Write the data out again in full, with no departure from the original.

Records:
↓

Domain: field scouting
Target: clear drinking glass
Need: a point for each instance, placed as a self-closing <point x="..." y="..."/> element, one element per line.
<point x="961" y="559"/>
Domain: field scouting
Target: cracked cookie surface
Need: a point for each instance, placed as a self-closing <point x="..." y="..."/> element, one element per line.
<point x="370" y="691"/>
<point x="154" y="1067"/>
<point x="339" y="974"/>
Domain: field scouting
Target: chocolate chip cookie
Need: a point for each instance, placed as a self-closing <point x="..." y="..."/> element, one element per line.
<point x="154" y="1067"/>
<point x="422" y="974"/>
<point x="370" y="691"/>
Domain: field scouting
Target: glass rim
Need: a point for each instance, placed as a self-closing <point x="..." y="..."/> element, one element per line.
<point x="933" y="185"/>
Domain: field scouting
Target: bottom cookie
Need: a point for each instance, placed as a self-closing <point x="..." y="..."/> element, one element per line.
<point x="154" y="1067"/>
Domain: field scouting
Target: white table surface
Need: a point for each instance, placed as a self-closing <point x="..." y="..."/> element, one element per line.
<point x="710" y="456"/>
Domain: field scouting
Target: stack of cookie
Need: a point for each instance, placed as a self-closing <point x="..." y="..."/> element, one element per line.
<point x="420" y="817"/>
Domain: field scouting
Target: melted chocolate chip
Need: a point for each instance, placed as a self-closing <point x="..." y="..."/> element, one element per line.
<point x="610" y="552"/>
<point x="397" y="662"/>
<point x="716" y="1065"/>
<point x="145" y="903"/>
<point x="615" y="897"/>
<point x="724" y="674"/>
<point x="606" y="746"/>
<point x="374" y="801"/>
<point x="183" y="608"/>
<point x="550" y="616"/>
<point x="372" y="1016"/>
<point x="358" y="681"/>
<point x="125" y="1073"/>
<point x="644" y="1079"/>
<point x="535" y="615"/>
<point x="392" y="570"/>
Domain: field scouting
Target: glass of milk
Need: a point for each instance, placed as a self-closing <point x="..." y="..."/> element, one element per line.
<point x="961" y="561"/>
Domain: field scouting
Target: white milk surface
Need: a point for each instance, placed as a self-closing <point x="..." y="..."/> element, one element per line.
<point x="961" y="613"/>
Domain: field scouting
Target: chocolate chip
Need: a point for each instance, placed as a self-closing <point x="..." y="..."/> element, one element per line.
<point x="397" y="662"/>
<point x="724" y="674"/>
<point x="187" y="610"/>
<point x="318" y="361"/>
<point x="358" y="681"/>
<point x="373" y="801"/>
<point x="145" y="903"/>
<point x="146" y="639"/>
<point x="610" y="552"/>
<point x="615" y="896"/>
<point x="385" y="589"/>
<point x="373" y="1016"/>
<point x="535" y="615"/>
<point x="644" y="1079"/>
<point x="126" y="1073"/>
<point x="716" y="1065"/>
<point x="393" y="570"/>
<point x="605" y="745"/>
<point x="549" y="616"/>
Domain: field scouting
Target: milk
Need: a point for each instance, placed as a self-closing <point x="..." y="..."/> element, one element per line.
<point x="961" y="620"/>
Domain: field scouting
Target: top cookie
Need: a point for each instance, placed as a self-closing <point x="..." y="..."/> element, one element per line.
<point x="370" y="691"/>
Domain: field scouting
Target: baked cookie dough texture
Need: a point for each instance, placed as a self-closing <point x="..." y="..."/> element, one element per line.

↑

Final answer:
Domain: field scouting
Target: clear drinking glass
Need: a point for each instance, placed as a self-closing <point x="..." y="..."/> element, one element per line.
<point x="961" y="559"/>
Domain: field scouting
Target: cracked cookie surface
Need: a point for each instance, placed as a self-closing <point x="..." y="..."/> element, one element per line.
<point x="370" y="691"/>
<point x="154" y="1067"/>
<point x="339" y="974"/>
Domain: field scouting
Target: chocolate chip cookie
Need: a point for each instance, placed as a self-closing <point x="..." y="..."/> element, one element per line.
<point x="154" y="1067"/>
<point x="422" y="974"/>
<point x="370" y="691"/>
Domain: field scouting
Target: glass rim
Need: a point for each instance, placed as a self-closing <point x="..." y="..."/> element, one element per line.
<point x="933" y="185"/>
Domain: field scouting
Target: bottom cookie
Need: a point for each instance, placed as a self-closing <point x="..." y="..."/> element, one element per line.
<point x="154" y="1067"/>
Domain: field scouting
Target: white table surface
Need: a point for each instance, placed as a self-closing <point x="..." y="..."/> element, one element per line.
<point x="710" y="456"/>
Domain: field scouting
Target: stack of cookie
Need: a point for each instance, placed as a self-closing <point x="..." y="..."/> element, one element per line.
<point x="420" y="817"/>
Domain: field scouting
Target: melted chocolate chip
Need: a point for each instance, placed as a self-closing <point x="..." y="..."/> element, one element per line.
<point x="610" y="552"/>
<point x="397" y="662"/>
<point x="716" y="1065"/>
<point x="145" y="903"/>
<point x="615" y="897"/>
<point x="724" y="674"/>
<point x="606" y="746"/>
<point x="374" y="801"/>
<point x="183" y="608"/>
<point x="550" y="616"/>
<point x="372" y="1016"/>
<point x="358" y="681"/>
<point x="125" y="1073"/>
<point x="644" y="1079"/>
<point x="535" y="615"/>
<point x="392" y="570"/>
Domain: field scouting
Target: glass of milk
Need: a point for each instance, placed as a self-closing <point x="..." y="..."/> element, one element per line.
<point x="961" y="561"/>
Domain: field scouting
Target: white milk surface
Need: a point for each instance, placed as a self-closing <point x="..." y="..."/> element, one element per line.
<point x="961" y="613"/>
Domain: field scouting
Target: chocolate chip
Need: a point for each instance, placed as a self-closing <point x="..." y="..."/> element, one element per line.
<point x="397" y="662"/>
<point x="724" y="674"/>
<point x="187" y="610"/>
<point x="318" y="361"/>
<point x="358" y="681"/>
<point x="373" y="801"/>
<point x="145" y="903"/>
<point x="146" y="639"/>
<point x="610" y="552"/>
<point x="615" y="896"/>
<point x="385" y="589"/>
<point x="373" y="1016"/>
<point x="535" y="615"/>
<point x="644" y="1079"/>
<point x="126" y="1073"/>
<point x="716" y="1065"/>
<point x="393" y="570"/>
<point x="605" y="745"/>
<point x="549" y="616"/>
Domain: field scouting
Target: milk
Need: a point for each instance, placed as a self-closing <point x="..." y="..."/> element, one element per line.
<point x="961" y="620"/>
Domain: field scouting
Target: top cookie
Need: a point for each instance, placed as a self-closing <point x="..." y="..."/> element, one element per line.
<point x="370" y="691"/>
Domain: field scouting
Target: baked cookie dough texture
Need: a point for each instance, placed as a self-closing <point x="..." y="..."/> element, one element per line.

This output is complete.